• _What you will do_:
In the review of The Extermination Machine below, copy the passage from "The Extermination Machine is" to "meeting’s designated note-taker." word for word.

• _Exercise text_:
-- Opening Marker --
“What sort of man is Adolf Eichmann?” asks Israeli interrogator Avner Less. “Does he feel anything at all?” These two questions are posed to us in the opening of The Extermination Machine, a play that depicts the belated cross-examination of Eichmann, a prominent Nazi official who evaded the Nuremberg Trials by hotfooting it to Buenos Aires, only to be captured by Israeli intelligence fifteen years later.
We begin the play by thinking we know the answers to these questions, but we leave feeling like a jury from a murder trial; an unshakeable feeling that we’ve only begun to understand the truth.
The Extermination Machine is an original work by See No Sun Stage’s Michael Wright, who also serves as the production’s director. Wright based the play on an abridged transcript of the 275 hour interrogation between Eichmann and Israeli police office Avner Less between the years of 1960-1961.
A friend had suggested to Wright that he write a play about the Wannsee Conference, the infamous hour-long lunch meeting that informed Germany’s public administration of what was yet to come; the Final Solution. Adolf Eichmann was the meeting’s designated note-taker.
-- Closing Marker --
• _Free-text descriptions of objects_:
-- Opening Marker --
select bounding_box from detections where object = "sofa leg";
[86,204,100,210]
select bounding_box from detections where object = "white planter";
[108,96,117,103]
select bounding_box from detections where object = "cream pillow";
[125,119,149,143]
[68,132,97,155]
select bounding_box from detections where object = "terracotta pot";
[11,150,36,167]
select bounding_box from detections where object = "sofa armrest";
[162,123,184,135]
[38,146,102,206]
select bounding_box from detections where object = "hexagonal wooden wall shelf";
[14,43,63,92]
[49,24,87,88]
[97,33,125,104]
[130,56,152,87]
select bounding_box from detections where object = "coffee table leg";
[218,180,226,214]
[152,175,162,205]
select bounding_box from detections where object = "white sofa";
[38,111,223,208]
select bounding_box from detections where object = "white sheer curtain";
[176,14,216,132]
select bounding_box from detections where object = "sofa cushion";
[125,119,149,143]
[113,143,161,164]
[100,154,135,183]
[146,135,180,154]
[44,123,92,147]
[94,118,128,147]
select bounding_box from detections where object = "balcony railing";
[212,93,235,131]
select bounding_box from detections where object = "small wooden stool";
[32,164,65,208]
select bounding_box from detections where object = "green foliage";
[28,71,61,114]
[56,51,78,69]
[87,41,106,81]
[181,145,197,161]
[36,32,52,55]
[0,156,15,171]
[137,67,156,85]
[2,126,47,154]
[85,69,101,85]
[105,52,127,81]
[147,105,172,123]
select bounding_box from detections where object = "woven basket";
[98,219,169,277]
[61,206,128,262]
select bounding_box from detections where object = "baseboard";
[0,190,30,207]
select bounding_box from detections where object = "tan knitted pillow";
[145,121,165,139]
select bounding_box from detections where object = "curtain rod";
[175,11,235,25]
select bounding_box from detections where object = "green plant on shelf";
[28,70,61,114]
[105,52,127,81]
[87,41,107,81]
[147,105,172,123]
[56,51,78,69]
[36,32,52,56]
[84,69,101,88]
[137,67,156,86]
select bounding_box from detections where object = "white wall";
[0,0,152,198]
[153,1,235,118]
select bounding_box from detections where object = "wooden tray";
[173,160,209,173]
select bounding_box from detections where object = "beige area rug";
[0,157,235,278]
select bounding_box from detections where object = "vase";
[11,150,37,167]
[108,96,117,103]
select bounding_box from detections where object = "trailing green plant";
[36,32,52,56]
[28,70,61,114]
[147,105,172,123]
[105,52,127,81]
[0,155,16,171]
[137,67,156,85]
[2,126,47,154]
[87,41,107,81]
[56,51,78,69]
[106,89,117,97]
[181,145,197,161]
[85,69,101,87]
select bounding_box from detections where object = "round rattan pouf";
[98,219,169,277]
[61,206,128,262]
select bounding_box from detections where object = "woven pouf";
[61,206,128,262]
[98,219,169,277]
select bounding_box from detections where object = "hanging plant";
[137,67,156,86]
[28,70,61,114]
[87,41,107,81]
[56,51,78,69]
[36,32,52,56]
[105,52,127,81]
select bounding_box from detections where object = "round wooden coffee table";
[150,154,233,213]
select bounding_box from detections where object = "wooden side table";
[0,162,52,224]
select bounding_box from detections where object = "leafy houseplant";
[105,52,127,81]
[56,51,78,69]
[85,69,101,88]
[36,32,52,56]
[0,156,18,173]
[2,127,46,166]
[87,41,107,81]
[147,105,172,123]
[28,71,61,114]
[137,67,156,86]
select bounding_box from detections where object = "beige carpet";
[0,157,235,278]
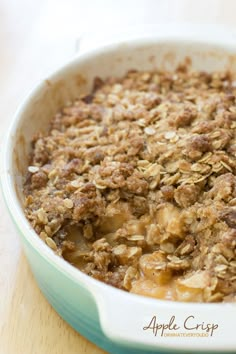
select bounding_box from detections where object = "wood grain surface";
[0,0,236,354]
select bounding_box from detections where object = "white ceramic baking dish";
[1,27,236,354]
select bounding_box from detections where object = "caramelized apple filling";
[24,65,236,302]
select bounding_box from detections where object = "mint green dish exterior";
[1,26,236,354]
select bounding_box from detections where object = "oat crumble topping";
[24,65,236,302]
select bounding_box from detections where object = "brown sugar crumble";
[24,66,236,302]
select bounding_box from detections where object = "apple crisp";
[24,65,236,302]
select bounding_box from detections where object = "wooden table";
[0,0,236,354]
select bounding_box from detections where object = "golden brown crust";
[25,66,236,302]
-- Closing Marker --
-- Opening Marker --
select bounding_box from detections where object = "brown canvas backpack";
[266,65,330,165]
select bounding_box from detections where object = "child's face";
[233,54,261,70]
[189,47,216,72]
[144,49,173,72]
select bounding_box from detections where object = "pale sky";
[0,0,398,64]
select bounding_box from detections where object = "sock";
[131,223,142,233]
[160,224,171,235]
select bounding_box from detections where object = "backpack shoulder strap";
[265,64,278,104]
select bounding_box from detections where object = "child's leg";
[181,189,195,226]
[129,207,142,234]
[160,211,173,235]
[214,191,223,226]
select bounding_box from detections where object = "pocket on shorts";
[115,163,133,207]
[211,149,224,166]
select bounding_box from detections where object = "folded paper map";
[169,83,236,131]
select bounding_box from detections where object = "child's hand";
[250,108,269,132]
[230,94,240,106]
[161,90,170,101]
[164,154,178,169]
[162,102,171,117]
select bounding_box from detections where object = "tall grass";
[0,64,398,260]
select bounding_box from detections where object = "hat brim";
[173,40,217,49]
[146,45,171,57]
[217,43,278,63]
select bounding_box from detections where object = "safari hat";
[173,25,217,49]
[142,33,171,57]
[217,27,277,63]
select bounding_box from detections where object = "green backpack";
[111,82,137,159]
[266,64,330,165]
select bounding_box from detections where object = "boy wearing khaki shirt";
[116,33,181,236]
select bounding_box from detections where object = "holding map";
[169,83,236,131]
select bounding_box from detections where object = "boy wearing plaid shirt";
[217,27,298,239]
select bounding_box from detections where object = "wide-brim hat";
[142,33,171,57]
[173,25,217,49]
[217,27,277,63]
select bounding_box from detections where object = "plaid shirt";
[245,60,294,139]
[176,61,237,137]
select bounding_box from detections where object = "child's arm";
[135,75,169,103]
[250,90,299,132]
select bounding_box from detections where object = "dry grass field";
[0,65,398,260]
-- Closing Marker --
• _Exercise response_:
The Extermination Machine is an original work by See No Sun Stage’s Michael Wright, who also serves as the production’s director. Wright based the play on an abridged transcript of the 275 hour interrogation between Eichmann and Israeli police office Avner Less between the years of 1960-1961.
A friend had suggested to Wright that he write a play about the Wannsee Conference, the infamous hour-long lunch meeting that informed Germany’s public administration of what was yet to come; the Final Solution. Adolf Eichmann was the meeting’s designated note-taker.